* _Required task_
Please rewrite the entries below, swapping every "--fill-rule=evenodd" for "--fill-rule=nonzero" and leaving everything else unchanged. Omit the pictures from your answer.
Start Records for the exercise
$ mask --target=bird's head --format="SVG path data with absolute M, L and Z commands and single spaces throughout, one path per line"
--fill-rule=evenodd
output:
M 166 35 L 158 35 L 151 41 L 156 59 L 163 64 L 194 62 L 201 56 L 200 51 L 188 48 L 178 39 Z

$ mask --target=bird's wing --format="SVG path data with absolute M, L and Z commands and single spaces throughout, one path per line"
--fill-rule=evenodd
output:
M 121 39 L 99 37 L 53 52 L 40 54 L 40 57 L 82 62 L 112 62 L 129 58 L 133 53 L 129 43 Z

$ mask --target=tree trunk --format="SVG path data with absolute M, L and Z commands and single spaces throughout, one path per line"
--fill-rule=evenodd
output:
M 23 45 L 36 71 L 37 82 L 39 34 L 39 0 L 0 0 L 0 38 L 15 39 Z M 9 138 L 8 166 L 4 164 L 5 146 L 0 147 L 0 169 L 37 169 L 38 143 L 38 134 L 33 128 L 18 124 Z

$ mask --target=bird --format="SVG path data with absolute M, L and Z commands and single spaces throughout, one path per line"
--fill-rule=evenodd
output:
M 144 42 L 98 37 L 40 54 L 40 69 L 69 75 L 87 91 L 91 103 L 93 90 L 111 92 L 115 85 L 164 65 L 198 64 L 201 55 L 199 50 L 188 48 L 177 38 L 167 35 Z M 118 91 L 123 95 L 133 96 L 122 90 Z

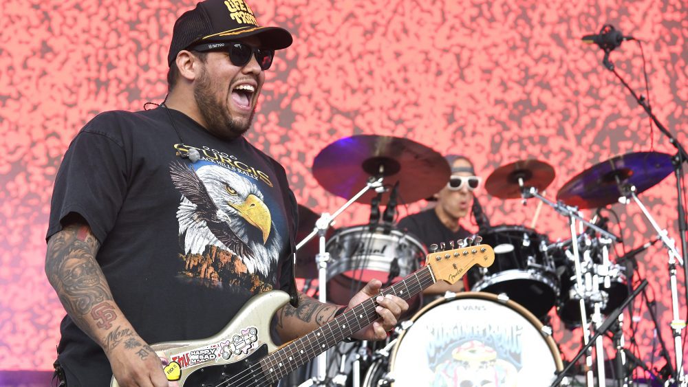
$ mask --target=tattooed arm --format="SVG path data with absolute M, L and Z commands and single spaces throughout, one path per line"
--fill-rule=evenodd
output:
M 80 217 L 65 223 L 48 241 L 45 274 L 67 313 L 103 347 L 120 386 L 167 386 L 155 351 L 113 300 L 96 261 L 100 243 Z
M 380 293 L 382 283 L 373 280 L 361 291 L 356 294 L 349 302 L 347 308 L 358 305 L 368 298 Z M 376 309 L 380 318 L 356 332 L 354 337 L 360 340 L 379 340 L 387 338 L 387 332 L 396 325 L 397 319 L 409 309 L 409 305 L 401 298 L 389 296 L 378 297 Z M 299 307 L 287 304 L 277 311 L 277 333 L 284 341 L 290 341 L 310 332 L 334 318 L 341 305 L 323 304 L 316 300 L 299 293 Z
End Records for the exercise
* _Exercise result_
$ mask --target=bird's head --format="SVG path data with absolute M, L and Z commands and single spaces throughout, one path per line"
--fill-rule=nonzero
output:
M 166 35 L 158 35 L 151 41 L 156 59 L 163 64 L 194 62 L 201 56 L 200 51 L 188 48 L 178 39 Z

$ mask --target=bird's wing --format="SVG path data with absolute M, L and Z commands and single spaces throughout, one path per line"
--fill-rule=nonzero
output:
M 121 39 L 99 37 L 53 52 L 40 54 L 40 57 L 82 62 L 112 62 L 129 58 L 133 53 L 129 43 Z

$ mask --target=tree trunk --format="SVG path data with absolute M, L and Z commands and single spaces throughout, one path per line"
--fill-rule=nonzero
output:
M 23 45 L 36 71 L 37 82 L 39 34 L 39 0 L 0 0 L 0 38 L 15 39 Z M 9 138 L 8 166 L 4 164 L 5 146 L 0 147 L 0 169 L 37 169 L 38 143 L 38 134 L 33 128 L 18 124 Z

$ mask --target=bird --format="SVG path data with absolute M, L and Z commands and single spaces throughout, one path per line"
--fill-rule=nonzero
output:
M 144 42 L 98 37 L 40 54 L 40 69 L 69 75 L 87 91 L 91 103 L 93 90 L 111 92 L 115 85 L 164 65 L 198 64 L 201 55 L 199 50 L 188 48 L 177 38 L 167 35 Z M 118 91 L 123 95 L 133 96 L 122 90 Z

$ mask --target=tattooed arm --format="SVG path data with absolute M, L and Z commands and single spaces throughout, one path per line"
--fill-rule=nonzero
output:
M 80 217 L 65 223 L 48 241 L 45 274 L 67 313 L 103 347 L 120 386 L 167 386 L 155 351 L 113 300 L 96 261 L 100 243 Z
M 380 293 L 382 283 L 373 280 L 361 291 L 356 294 L 349 302 L 347 308 L 358 305 L 368 298 Z M 376 309 L 380 318 L 356 332 L 354 337 L 360 340 L 379 340 L 387 338 L 387 332 L 396 325 L 397 319 L 409 309 L 409 305 L 401 298 L 389 296 L 378 297 Z M 299 307 L 287 304 L 277 311 L 277 333 L 284 341 L 290 341 L 310 332 L 334 318 L 341 305 L 323 304 L 316 300 L 299 293 Z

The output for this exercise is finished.